▶ Aim: In every entry below, rename "Annotate" to "Mark" and leave everything else unchanged. Write the entries out again without the pictures.

════

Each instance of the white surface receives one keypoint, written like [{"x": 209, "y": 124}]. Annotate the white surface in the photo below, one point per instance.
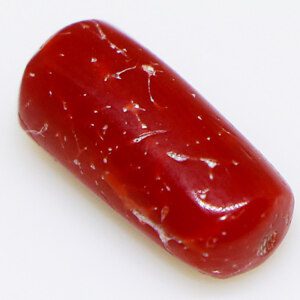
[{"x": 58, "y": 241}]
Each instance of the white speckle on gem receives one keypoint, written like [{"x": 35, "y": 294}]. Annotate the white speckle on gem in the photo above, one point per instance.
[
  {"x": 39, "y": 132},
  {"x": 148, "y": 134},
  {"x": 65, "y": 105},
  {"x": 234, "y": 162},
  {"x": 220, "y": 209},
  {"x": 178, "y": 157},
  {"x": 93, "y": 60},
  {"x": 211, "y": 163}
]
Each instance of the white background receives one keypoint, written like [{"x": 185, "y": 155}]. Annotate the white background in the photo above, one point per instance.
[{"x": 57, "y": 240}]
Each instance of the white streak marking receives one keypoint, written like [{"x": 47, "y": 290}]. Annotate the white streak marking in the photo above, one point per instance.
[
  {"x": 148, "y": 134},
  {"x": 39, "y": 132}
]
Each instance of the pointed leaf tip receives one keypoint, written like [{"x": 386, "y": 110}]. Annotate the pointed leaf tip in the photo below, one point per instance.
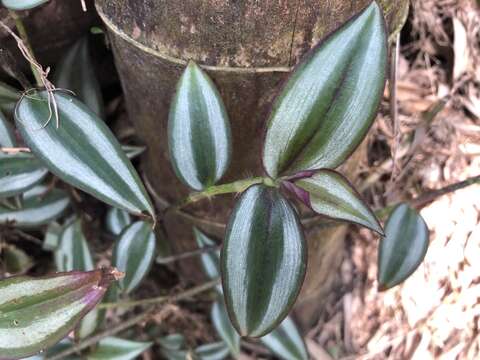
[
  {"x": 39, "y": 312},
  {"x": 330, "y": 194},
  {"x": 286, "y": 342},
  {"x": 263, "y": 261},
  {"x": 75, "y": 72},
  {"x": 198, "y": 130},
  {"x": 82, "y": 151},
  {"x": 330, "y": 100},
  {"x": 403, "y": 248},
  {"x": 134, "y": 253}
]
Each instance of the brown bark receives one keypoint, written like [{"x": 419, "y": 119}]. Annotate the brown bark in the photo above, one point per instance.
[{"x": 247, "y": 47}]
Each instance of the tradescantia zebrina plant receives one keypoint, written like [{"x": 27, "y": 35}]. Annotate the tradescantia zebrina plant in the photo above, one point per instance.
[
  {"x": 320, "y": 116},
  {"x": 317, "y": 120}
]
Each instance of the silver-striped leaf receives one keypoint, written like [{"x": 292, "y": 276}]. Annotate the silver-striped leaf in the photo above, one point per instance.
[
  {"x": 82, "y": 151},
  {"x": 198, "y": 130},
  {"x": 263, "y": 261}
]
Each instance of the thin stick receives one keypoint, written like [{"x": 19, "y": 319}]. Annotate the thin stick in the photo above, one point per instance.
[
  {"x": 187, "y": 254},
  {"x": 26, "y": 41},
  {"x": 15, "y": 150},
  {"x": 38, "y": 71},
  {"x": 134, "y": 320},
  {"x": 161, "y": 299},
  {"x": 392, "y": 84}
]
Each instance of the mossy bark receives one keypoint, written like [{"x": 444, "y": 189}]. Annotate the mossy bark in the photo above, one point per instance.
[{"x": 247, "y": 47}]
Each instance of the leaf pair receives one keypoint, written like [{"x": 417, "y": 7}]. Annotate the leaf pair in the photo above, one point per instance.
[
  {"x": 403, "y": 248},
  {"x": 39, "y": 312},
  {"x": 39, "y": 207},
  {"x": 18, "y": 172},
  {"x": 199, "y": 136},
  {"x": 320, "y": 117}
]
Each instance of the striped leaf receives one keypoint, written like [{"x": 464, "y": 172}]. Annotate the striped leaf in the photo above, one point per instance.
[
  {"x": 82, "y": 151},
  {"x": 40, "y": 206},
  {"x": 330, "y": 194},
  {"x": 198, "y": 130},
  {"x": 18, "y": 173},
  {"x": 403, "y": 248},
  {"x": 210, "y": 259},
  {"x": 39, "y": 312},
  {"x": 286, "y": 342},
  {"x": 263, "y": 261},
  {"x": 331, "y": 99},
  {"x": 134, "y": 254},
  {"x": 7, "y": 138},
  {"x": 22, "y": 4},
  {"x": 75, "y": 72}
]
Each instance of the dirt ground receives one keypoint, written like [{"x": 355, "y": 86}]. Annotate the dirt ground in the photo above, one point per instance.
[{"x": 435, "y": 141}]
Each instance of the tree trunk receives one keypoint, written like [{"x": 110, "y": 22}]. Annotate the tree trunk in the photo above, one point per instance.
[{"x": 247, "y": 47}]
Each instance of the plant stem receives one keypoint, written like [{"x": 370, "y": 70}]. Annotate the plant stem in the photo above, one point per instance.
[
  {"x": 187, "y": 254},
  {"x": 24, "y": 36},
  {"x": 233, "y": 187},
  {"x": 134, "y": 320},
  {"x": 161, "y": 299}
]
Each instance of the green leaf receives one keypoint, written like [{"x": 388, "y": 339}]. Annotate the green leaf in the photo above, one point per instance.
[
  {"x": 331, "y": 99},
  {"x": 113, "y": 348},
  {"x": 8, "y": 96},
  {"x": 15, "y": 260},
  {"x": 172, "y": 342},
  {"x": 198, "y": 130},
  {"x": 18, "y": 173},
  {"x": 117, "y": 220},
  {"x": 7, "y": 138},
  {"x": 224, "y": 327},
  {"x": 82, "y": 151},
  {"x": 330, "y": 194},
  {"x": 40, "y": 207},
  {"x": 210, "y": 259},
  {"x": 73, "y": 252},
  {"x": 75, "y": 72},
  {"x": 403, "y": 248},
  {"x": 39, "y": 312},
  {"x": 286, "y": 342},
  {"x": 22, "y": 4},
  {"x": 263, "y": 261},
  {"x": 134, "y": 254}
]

════

▶ Task response:
Each instance of the white surface receives one keypoint, written like [{"x": 209, "y": 124}]. Mark the white surface in the photo below, one point per instance.
[{"x": 58, "y": 241}]
Each instance of the white speckle on gem receives one keypoint, written like [{"x": 35, "y": 294}]. Mark the white speckle on gem in the photo above, one point per instance.
[
  {"x": 39, "y": 132},
  {"x": 148, "y": 134},
  {"x": 65, "y": 105},
  {"x": 234, "y": 162},
  {"x": 220, "y": 209},
  {"x": 178, "y": 157},
  {"x": 93, "y": 60},
  {"x": 211, "y": 163}
]
Each instance of the white background receives one keypoint, written like [{"x": 185, "y": 155}]. Mark the white background in the photo above, one point per instance.
[{"x": 57, "y": 240}]
Each instance of the white streak marking receives one keypoint, written like [{"x": 47, "y": 290}]. Mark the white streak marking in the photo above, one point per instance.
[
  {"x": 148, "y": 134},
  {"x": 39, "y": 132}
]
Each instance of the pointed leaf tip receives one keypoint, written like [{"x": 386, "y": 110}]. Mark the pointed leaf tip in the photo below, one point per instance.
[
  {"x": 39, "y": 312},
  {"x": 330, "y": 194},
  {"x": 286, "y": 342},
  {"x": 263, "y": 261},
  {"x": 75, "y": 72},
  {"x": 198, "y": 130},
  {"x": 82, "y": 151},
  {"x": 330, "y": 100},
  {"x": 403, "y": 248},
  {"x": 134, "y": 253}
]
Each instance of the brown bark receives one keypoint, written like [{"x": 419, "y": 119}]. Mark the brown bark in the photo above, one point per instance.
[{"x": 247, "y": 47}]
Each instance of the tradescantia zebrina plant receives one keypoint, written like [{"x": 27, "y": 35}]. Mark the tradescantia zebrina plant in the photo above, one point per instance.
[
  {"x": 320, "y": 116},
  {"x": 317, "y": 120}
]
Each instance of the silver-striped leaf receives one keypoint, written like [{"x": 292, "y": 276}]. Mark the silver-striped leaf in the photo above, one point per instance.
[
  {"x": 82, "y": 151},
  {"x": 198, "y": 130},
  {"x": 263, "y": 261}
]
Each instance of the thin stick receives one keypoint, written like [{"x": 19, "y": 319}]. Mark the thin stick in the photo above, one point per instance.
[
  {"x": 187, "y": 254},
  {"x": 26, "y": 41},
  {"x": 15, "y": 150},
  {"x": 38, "y": 71},
  {"x": 134, "y": 320},
  {"x": 161, "y": 299},
  {"x": 392, "y": 84}
]
Each instance of the mossy bark receives one keypoint, written like [{"x": 444, "y": 189}]. Mark the mossy bark in the photo above, one point per instance.
[{"x": 247, "y": 47}]
Each instance of the leaf pair receives one keypoint, written like [{"x": 417, "y": 7}]. Mark the leaf pair in the photo above, one point per instance.
[
  {"x": 403, "y": 248},
  {"x": 39, "y": 312},
  {"x": 39, "y": 207},
  {"x": 18, "y": 172},
  {"x": 199, "y": 136},
  {"x": 320, "y": 117}
]
Each instance of the striped leaf receives one keypoint, written like [{"x": 464, "y": 172}]. Mark the striped leaf in the photo above, one point per instance.
[
  {"x": 82, "y": 151},
  {"x": 40, "y": 206},
  {"x": 330, "y": 194},
  {"x": 198, "y": 130},
  {"x": 18, "y": 173},
  {"x": 403, "y": 248},
  {"x": 210, "y": 259},
  {"x": 39, "y": 312},
  {"x": 286, "y": 342},
  {"x": 263, "y": 261},
  {"x": 331, "y": 99},
  {"x": 134, "y": 254},
  {"x": 7, "y": 138},
  {"x": 22, "y": 4},
  {"x": 75, "y": 72}
]
Each instance of the dirt ground receives one keypoint, written like [{"x": 355, "y": 86}]. Mark the dirt ground in the photo above, one point per instance.
[{"x": 435, "y": 141}]
Each instance of the tree trunk receives one keypoint, written like [{"x": 110, "y": 22}]. Mark the tree trunk in the photo above, one point per instance.
[{"x": 247, "y": 47}]
Each instance of the plant stem receives one keypoint, written like [{"x": 370, "y": 70}]. Mark the plant stem in the photo above, one point per instance.
[
  {"x": 187, "y": 254},
  {"x": 24, "y": 36},
  {"x": 233, "y": 187},
  {"x": 134, "y": 320},
  {"x": 161, "y": 299}
]
Each instance of the green leaf receives one keypoint, written like [{"x": 388, "y": 339}]. Mark the green leaf in the photo above, one point per instance.
[
  {"x": 331, "y": 99},
  {"x": 113, "y": 348},
  {"x": 8, "y": 96},
  {"x": 15, "y": 260},
  {"x": 172, "y": 342},
  {"x": 198, "y": 130},
  {"x": 18, "y": 173},
  {"x": 117, "y": 220},
  {"x": 7, "y": 138},
  {"x": 224, "y": 327},
  {"x": 82, "y": 151},
  {"x": 330, "y": 194},
  {"x": 40, "y": 207},
  {"x": 210, "y": 259},
  {"x": 73, "y": 252},
  {"x": 75, "y": 72},
  {"x": 403, "y": 248},
  {"x": 39, "y": 312},
  {"x": 286, "y": 342},
  {"x": 22, "y": 4},
  {"x": 263, "y": 261},
  {"x": 134, "y": 254}
]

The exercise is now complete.